◆ PROBLEM DETAILS:
Restate every record exactly as it is written, while omitting the pictures it holds.
-- SOURCE INFORMATION follows --
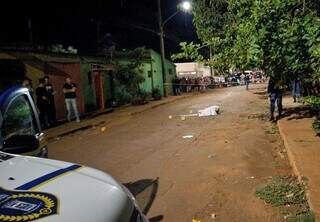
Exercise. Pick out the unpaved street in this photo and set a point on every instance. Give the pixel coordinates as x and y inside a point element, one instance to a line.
<point>215,172</point>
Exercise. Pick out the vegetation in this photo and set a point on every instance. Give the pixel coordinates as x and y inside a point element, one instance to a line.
<point>288,194</point>
<point>280,37</point>
<point>314,103</point>
<point>128,79</point>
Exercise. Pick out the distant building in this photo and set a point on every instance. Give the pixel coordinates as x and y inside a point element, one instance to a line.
<point>192,69</point>
<point>93,74</point>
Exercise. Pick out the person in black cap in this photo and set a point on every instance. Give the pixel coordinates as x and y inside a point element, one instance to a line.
-- SOURCE INFORMATION concluded --
◆ OUTPUT FOR THIS TASK:
Exercise. Pick out the unpaved street in this photo and set a point on every instance. Give the pixel coordinates as x and y inside a point element, one instance to a line.
<point>215,172</point>
Exercise. Pick out the vegetation in this photo and set a point on every instance. Give the pixel coordinates as x and y inside a point element, one instance to a line.
<point>288,194</point>
<point>280,37</point>
<point>314,103</point>
<point>128,79</point>
Exercise. Pick out the distant building in this photo and set a point on every instance. Give the pixel coordinates as x and y inside a point element, one instance to a line.
<point>192,69</point>
<point>93,74</point>
Exercise. Pick out the person in black cap in this photo and set a point on every instance. Give the pixel coordinates as x and y inside a point element, one instance to a line.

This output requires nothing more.